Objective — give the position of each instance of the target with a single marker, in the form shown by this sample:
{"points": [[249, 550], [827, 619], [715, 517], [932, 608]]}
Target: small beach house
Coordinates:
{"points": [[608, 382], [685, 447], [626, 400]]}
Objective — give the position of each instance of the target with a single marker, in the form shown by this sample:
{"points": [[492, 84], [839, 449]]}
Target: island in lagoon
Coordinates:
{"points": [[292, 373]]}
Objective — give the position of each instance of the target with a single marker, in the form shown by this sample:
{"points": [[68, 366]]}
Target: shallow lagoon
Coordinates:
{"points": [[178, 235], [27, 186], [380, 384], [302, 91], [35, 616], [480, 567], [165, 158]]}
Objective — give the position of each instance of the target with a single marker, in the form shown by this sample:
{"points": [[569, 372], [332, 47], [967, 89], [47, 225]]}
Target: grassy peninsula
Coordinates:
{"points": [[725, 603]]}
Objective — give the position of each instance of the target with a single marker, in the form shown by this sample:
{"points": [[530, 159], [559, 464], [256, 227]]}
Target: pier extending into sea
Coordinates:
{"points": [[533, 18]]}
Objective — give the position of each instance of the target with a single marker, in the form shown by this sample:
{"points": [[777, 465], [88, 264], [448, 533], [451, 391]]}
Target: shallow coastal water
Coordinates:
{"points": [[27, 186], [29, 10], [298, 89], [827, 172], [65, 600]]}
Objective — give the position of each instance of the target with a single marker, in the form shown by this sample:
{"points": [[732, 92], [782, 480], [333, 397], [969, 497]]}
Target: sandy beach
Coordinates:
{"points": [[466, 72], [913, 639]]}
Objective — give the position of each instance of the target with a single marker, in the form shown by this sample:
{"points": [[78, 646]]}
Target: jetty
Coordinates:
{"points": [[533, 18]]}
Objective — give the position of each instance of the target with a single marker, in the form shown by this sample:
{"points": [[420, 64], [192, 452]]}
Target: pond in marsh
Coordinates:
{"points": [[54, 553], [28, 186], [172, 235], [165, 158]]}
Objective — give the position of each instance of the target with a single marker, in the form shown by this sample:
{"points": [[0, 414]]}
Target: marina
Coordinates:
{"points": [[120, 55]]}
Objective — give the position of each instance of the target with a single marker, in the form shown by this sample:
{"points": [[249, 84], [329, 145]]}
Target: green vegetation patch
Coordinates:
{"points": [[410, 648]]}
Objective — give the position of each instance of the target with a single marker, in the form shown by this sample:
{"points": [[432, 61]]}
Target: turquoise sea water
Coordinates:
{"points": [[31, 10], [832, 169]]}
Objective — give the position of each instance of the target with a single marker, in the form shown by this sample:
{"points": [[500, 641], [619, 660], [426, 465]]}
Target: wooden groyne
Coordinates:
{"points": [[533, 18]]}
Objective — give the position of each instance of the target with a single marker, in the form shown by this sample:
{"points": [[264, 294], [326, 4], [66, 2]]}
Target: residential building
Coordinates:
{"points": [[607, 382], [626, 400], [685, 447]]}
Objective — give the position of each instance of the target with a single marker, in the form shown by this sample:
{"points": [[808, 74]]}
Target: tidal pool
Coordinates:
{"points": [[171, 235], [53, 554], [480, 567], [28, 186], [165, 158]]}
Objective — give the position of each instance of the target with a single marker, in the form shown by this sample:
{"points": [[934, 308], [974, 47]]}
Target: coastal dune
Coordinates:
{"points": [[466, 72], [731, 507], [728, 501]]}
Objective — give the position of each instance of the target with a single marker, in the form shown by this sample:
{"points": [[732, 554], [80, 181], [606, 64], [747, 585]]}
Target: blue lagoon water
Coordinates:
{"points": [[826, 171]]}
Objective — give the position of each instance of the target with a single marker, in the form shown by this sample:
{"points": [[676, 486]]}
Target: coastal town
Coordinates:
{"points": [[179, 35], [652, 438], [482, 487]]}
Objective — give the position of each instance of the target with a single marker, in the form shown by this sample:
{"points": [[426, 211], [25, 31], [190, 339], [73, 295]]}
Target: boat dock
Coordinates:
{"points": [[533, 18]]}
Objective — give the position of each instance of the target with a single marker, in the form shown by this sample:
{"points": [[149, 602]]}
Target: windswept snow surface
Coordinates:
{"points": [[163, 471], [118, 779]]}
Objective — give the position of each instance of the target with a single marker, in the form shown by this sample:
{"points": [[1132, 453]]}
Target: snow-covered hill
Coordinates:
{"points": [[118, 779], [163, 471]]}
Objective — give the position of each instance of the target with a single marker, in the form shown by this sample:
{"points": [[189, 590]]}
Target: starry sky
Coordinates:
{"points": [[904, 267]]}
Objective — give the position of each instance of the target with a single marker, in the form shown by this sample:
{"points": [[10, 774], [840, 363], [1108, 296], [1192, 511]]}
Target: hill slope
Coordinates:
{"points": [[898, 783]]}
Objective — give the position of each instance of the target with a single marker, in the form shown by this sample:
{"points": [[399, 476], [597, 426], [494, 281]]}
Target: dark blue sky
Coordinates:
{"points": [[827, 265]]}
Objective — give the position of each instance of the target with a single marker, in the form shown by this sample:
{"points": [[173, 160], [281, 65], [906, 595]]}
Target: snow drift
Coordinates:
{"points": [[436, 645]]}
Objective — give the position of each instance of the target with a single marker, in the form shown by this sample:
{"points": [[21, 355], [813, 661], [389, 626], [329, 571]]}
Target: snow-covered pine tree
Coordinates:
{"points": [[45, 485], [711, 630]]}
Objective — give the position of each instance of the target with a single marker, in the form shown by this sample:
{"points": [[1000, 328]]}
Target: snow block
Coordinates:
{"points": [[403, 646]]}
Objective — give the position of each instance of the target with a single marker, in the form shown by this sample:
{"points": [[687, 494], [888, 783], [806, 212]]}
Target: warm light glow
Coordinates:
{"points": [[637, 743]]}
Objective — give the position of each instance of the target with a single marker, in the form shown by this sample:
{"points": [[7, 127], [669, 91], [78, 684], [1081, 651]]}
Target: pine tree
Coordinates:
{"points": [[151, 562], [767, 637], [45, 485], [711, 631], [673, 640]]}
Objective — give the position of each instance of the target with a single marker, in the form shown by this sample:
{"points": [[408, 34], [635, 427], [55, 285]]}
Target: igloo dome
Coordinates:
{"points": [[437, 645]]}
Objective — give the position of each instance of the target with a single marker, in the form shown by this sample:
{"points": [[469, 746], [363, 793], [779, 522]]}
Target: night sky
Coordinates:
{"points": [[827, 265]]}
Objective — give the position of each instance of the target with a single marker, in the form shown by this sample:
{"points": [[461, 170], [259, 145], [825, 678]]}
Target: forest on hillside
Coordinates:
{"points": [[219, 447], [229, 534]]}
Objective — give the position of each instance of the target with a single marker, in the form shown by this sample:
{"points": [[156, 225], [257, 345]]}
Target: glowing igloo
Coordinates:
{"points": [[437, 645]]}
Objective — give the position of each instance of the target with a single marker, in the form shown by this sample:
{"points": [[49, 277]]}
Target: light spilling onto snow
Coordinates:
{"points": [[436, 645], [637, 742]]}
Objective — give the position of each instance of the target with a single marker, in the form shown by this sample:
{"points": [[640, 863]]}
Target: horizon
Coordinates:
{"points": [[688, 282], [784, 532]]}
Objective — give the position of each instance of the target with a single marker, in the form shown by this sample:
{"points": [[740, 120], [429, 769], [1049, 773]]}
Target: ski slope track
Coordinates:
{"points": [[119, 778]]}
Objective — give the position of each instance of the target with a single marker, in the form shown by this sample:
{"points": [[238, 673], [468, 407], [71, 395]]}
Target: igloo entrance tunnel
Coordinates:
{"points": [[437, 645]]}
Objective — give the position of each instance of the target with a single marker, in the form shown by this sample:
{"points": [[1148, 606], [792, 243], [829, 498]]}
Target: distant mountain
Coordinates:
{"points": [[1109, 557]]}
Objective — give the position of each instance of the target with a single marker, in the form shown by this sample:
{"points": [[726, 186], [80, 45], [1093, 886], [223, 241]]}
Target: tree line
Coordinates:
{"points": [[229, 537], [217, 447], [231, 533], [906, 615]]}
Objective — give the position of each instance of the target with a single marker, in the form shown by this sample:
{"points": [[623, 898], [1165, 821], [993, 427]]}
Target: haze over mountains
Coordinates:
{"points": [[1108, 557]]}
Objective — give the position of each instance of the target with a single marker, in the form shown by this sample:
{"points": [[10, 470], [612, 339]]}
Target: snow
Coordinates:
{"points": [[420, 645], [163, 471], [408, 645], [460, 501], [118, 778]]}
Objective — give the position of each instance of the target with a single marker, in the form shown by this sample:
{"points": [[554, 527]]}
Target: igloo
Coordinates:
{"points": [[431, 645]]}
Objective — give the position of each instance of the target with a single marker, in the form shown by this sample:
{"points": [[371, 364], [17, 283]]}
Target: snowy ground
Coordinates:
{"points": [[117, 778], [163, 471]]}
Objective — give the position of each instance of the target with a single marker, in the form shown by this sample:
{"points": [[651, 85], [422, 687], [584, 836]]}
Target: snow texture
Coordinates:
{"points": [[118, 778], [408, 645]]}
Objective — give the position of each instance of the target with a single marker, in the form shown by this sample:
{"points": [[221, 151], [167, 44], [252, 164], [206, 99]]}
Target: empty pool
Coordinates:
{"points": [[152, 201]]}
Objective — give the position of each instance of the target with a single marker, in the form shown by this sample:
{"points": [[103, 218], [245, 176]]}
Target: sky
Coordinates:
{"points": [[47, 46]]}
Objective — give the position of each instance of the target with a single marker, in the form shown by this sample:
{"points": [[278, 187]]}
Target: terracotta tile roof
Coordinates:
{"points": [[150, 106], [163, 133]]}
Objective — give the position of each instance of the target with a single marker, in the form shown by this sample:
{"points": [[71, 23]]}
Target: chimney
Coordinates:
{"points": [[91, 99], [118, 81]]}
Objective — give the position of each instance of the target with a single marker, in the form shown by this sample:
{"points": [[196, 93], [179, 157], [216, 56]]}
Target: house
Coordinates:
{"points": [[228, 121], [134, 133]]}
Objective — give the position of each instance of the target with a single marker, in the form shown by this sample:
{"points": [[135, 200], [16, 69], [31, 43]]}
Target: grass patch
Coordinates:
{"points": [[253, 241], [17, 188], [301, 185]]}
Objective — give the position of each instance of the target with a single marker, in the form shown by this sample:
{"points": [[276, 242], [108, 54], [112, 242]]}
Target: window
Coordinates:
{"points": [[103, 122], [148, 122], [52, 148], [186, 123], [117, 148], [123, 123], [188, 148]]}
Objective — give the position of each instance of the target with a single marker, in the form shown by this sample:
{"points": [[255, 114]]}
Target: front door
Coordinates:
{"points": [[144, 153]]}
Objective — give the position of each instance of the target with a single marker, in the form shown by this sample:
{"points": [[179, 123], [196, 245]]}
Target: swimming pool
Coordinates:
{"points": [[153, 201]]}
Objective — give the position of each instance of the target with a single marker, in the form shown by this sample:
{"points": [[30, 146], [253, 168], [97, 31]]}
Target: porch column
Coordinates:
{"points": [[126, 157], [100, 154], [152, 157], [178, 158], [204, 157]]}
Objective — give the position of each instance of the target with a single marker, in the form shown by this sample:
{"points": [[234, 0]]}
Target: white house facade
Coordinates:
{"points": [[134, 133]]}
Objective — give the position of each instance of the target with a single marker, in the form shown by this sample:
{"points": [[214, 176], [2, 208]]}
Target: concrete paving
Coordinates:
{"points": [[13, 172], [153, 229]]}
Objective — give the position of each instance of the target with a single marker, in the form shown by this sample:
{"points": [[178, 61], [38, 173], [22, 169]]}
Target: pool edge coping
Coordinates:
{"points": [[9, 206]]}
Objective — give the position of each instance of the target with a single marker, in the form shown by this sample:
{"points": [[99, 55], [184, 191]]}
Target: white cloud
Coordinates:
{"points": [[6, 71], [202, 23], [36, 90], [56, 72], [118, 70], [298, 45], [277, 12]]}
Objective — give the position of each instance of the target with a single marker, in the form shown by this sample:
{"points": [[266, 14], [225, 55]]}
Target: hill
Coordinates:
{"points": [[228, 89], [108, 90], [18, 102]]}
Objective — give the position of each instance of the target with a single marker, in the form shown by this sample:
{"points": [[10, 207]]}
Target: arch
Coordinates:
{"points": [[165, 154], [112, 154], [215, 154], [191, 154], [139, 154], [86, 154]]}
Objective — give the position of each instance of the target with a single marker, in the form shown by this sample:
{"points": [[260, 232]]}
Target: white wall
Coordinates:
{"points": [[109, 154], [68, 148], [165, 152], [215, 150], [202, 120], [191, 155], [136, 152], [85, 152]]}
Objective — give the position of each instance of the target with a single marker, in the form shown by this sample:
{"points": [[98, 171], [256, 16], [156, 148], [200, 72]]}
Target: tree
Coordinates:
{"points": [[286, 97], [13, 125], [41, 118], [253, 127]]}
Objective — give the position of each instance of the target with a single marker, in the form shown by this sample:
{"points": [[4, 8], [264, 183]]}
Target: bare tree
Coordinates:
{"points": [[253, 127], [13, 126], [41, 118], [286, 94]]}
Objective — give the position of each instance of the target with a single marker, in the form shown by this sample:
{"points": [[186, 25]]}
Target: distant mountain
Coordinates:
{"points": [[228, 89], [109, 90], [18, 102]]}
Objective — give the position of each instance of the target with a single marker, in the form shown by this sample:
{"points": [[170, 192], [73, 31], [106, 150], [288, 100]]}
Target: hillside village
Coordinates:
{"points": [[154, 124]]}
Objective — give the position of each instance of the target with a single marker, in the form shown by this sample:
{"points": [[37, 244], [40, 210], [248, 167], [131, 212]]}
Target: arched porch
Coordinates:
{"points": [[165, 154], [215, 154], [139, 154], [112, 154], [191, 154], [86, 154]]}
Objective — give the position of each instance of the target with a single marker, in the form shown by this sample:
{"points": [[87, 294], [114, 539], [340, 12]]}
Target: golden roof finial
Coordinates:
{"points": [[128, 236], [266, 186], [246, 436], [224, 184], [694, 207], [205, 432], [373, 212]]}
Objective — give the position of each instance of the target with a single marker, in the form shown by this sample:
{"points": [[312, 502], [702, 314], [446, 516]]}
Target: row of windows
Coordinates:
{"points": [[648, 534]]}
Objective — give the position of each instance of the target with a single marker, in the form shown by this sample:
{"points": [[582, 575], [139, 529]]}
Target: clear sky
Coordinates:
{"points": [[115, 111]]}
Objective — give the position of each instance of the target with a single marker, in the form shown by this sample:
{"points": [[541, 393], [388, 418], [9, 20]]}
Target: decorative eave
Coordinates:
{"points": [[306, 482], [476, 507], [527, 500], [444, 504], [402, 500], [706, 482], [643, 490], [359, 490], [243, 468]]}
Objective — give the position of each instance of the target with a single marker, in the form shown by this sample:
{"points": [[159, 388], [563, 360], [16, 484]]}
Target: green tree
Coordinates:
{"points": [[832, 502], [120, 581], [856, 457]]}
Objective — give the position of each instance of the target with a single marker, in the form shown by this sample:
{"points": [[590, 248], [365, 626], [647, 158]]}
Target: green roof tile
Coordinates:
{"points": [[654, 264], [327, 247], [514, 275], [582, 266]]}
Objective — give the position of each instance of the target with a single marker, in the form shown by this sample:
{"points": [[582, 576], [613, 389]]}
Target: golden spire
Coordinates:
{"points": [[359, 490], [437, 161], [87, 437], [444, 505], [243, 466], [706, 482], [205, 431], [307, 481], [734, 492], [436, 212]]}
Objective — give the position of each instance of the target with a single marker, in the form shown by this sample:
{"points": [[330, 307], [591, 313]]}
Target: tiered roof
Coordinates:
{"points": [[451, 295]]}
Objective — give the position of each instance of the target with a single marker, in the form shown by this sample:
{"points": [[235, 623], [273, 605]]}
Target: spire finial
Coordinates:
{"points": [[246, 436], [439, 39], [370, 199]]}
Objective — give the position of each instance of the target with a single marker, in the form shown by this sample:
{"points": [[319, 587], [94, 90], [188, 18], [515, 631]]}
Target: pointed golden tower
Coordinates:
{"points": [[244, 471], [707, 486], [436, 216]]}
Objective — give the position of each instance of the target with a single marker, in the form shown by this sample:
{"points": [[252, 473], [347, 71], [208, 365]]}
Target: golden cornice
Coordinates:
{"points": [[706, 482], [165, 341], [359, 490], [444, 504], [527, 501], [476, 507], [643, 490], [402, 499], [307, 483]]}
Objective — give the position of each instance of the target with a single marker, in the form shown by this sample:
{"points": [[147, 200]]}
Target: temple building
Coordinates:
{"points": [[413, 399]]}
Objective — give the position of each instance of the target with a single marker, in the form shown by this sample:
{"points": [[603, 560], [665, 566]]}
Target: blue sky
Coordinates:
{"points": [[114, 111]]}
-*-
What is needed:
Please return all lines from the records that hold the word "green".

Answer to this problem:
Target: green vegetation patch
Target: green tree
Target: green roof tile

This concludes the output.